> Exercises to complete
1) In the passage on function assumptions, why is the divides function always an integer?
2) Pick up the passage on function assumptions after its final sentence and keep writing it.

The next thing you might want to define are the assumptions on our function. The assumptions system allows defining what mathematical properties your function has given its inputs, for example, “\(f(x)\) is positive when \(x\) is real.”

The guide on the assumptions system goes into the assumptions system in great detail. It is recommended to read through that guide first to understand what the different assumptions mean and how the assumptions system works.

The simplest case is a function that always has a given assumption regardless of its input. In this case, you can define is_assumption directly on the class.

For example, our example divides function is always an integer, because its value is always either 0 or 1:

>>> class divides(Function):
...     is_integer = True
...     is_negative = False
>>> divides(m, n).is_integer
True
>>> divides(m, n).is_nonnegative
True

In general, however, the assumptions of a function depend on the assumptions of its inputs. In this case, you should define an _eval_assumption method.

For our \(\operatorname{versin}(x)\) example, the function is always in \([0, 2]\) when \(x\) is real, and it is 0 exactly when \(x\) is an even multiple of \(\pi\). So versin(x) should be nonnegative whenever x is real and positive whenever x is real and not an even multiple of π. Remember that by default, a function’s domain is all of \(\mathbb{C}\), and indeed versin(x) makes perfect sense with non-real x.

To see if x is an even multiple of pi, we can use as_independent() to match x structurally as coeff*pi. Pulling apart subexpressions structurally like this in assumptions handlers is preferable to using something like (x/pi).is_even, because that will create a new expression x/pi. The creation of a new expression is much slower. Furthermore, whenever an expression is created, the constructors that are called when creating the expression will often themselves cause assumptions to be queried. If you are not careful, this can lead to infinite recursion. So a good general rule for assumptions handlers is, never create a new expression in an assumptions handler. Always pull apart the args of the function using structural methods like as_independent.

Note that \(\operatorname{versin}(x)\) can be nonnegative for nonreal \(x\), for example:

>>> from sympy import I
>>> 1 - cos(pi + I*pi)
1 + cosh(pi)
>>> (1 - cos(pi + I*pi)).evalf()
12.5919532755215

So for the _eval_is_nonnegative handler, we want to return True if x.is_real is True but None if x.is_real is either False or None. It is left as an exercise to the reader to handle the cases for nonreal x that make versin(x) nonnegative, using similar logic from the _eval_is_positive handler.

In the assumptions handler methods, as in all methods, we can access the arguments of the function using self.args.

> Information shown

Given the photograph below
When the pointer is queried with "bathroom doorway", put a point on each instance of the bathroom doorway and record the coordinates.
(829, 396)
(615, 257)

--

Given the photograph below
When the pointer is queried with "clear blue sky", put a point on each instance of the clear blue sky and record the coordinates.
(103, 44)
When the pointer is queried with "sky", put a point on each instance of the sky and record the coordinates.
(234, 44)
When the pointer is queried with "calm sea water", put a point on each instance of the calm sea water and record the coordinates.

---

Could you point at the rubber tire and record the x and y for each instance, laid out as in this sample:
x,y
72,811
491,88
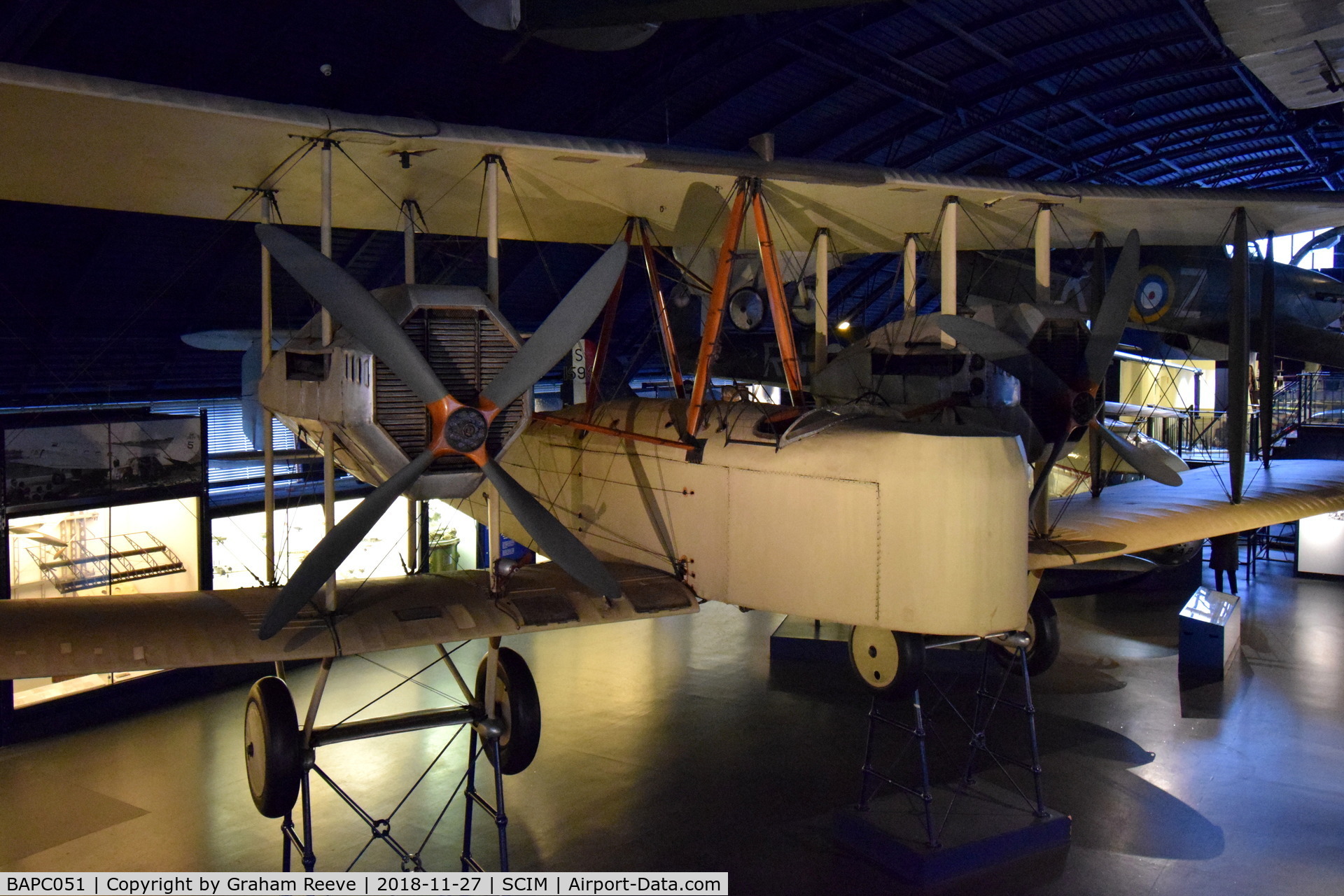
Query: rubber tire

> Results in order
1) Its value is always either 0 or 1.

2)
>>> from sympy.core.logic import fuzzy_and, fuzzy_not
>>> class versin(Function):
...     def _eval_is_nonnegative(self):
...         # versin(x) is nonnegative if x is real
...         x = self.args[0]
...         if x.is_real is True:
...             return True
...
...     def _eval_is_positive(self):
...         # versin(x) is positive if x is real and not an even multiple of pi
...         x = self.args[0]
...
...         # x.as_independent(pi, as_Add=False) will split x as a Mul of the
...         # form coeff*pi
...         coeff, pi_ = x.as_independent(pi, as_Add=False)
...         # If pi_ = pi, x = coeff*pi. Otherwise x is not (structurally) of
...         # the form coeff*pi.
...         if pi_ == pi:
...             return fuzzy_and([x.is_real, fuzzy_not(coeff.is_even)])
...         elif x.is_real is False:
...             return False
...         # else: return None. We do not know for sure whether x is an even
...         # multiple of pi
>>> versin(1).is_nonnegative
True
>>> versin(2*pi).is_positive
False
>>> versin(3*pi).is_positive
True

Note the use of fuzzy_ functions in the more complicated _eval_is_positive() handler, and the careful handling of the if/elif. It is important when working with assumptions to always be careful about handling three-valued logic correctly. This ensures that the method returns the correct answer when x.is_real or coeff.is_even are None.

Warning

Never define is_assumption as a @property method. Doing so will break the automatic deduction of other assumptions. is_assumption should only ever be defined as a class variable equal to True or False. If the assumption depends on the .args of the function somehow, define the _eval_assumption method.

In this example, it is not necessary to define _eval_is_real() because it is deduced automatically from the other assumptions, since nonnegative -> real. In general, you should avoid defining assumptions that the assumptions system can deduce automatically given its known facts.

>>> versin(1).is_real
True

The assumptions system is often able to deduce more than you might think. For example, from the above, it can deduce that versin(2*n*pi) is zero when n is an integer.

>>> n = symbols('n', integer=True)
>>> versin(2*n*pi).is_zero
True

It’s always worth checking if the assumptions system can deduce something automatically before manually coding it.

Finally, a word of warning: be very careful about correctness when coding assumptions. Make sure to use the exact definitions of the various assumptions, and always check that you’re handling None cases correctly with the fuzzy three-valued logic functions. Incorrect or inconsistent assumptions can lead to subtle bugs. It’s recommended to use unit tests to check all the various cases whenever your function has a nontrivial assumption handler. All functions defined in SymPy itself are required to be extensively tested.

Numerical Evaluation with evalf()#

Here we show how to define how a function should numerically evaluate to a floating point Float value, for instance, via evalf(). Implementing numerical evaluation enables several behaviors in SymPy. For example, once evalf() is defined, you can plot your function, and things like inequalities can evaluate to explicit values.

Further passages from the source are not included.